Dataset entries:
--

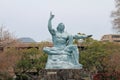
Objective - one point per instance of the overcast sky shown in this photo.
(29, 18)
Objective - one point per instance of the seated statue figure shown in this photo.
(64, 54)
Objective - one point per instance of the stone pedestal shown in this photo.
(61, 74)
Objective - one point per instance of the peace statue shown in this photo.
(64, 54)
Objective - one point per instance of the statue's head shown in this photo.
(60, 27)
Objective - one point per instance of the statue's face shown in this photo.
(61, 27)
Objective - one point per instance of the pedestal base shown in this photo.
(61, 74)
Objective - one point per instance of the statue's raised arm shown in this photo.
(51, 30)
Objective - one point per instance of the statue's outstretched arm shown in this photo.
(81, 36)
(51, 30)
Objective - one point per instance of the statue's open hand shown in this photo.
(51, 15)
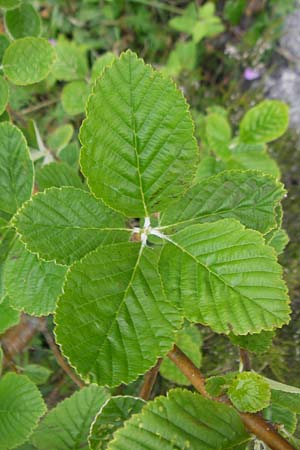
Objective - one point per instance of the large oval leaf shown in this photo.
(226, 277)
(111, 417)
(33, 285)
(249, 197)
(138, 145)
(113, 320)
(66, 427)
(21, 407)
(183, 420)
(65, 224)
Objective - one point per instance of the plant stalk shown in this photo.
(254, 422)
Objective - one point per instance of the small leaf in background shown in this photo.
(110, 418)
(36, 373)
(189, 340)
(99, 65)
(257, 343)
(57, 174)
(120, 318)
(218, 134)
(21, 407)
(265, 122)
(74, 97)
(16, 169)
(205, 425)
(66, 427)
(23, 21)
(4, 94)
(33, 285)
(71, 61)
(9, 4)
(250, 392)
(8, 316)
(60, 137)
(28, 60)
(281, 417)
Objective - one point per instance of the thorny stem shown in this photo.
(149, 381)
(60, 359)
(254, 422)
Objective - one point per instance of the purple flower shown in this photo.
(251, 74)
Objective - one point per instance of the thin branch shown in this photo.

--

Task description:
Convert all of the data above into a JSON list of strings, with one string per line and no blank lines. Leave the pictures out.

Response to the exercise:
[
  "Objective - one point per instance of the overcast sky shown in this photo.",
  "(29, 18)",
  "Objective - one point per instance of the seated statue figure shown in this photo.",
  "(64, 54)",
  "Objective - one point per instance of the stone pedestal shown in this photo.",
  "(61, 74)",
  "Objective - one point per instance of the peace statue shown in this photo.",
  "(64, 54)",
  "Objective - one point per instance of the statue's head shown in this photo.",
  "(60, 27)",
  "Objective - one point per instance of the statue's face shown in this photo.",
  "(61, 27)",
  "Objective - one point per instance of the pedestal base shown in this photo.",
  "(61, 74)",
  "Objective - one point per instance of the statue's raised arm shown in this photo.",
  "(51, 30)",
  "Objective - one point per instance of the statue's outstretched arm shown in this photo.",
  "(81, 36)",
  "(51, 30)",
  "Objective - one point per instance of the statue's open hand shown in this photo.",
  "(51, 15)",
  "Objective - one point per instance of the large oval leaf shown in this photo.",
  "(226, 277)",
  "(111, 417)",
  "(33, 285)",
  "(249, 197)",
  "(138, 145)",
  "(113, 320)",
  "(66, 427)",
  "(21, 407)",
  "(183, 420)",
  "(65, 224)",
  "Objective - one point per instance of the plant stalk shown in this photo.",
  "(254, 422)",
  "Objective - one point per instance of the small leaf in background shown in this photo.",
  "(110, 418)",
  "(36, 373)",
  "(189, 340)",
  "(99, 65)",
  "(257, 343)",
  "(57, 174)",
  "(120, 318)",
  "(218, 134)",
  "(21, 407)",
  "(265, 122)",
  "(74, 97)",
  "(16, 169)",
  "(205, 425)",
  "(66, 427)",
  "(23, 21)",
  "(4, 94)",
  "(33, 285)",
  "(71, 61)",
  "(9, 4)",
  "(250, 392)",
  "(8, 316)",
  "(60, 137)",
  "(28, 60)",
  "(281, 417)",
  "Objective - one point per instance of the thorny stem shown in this photo.",
  "(149, 381)",
  "(60, 359)",
  "(254, 422)",
  "Objective - one point per instance of the purple flower shown in this photo.",
  "(251, 74)",
  "Objective - one point per instance of the thin branch shown in this photo."
]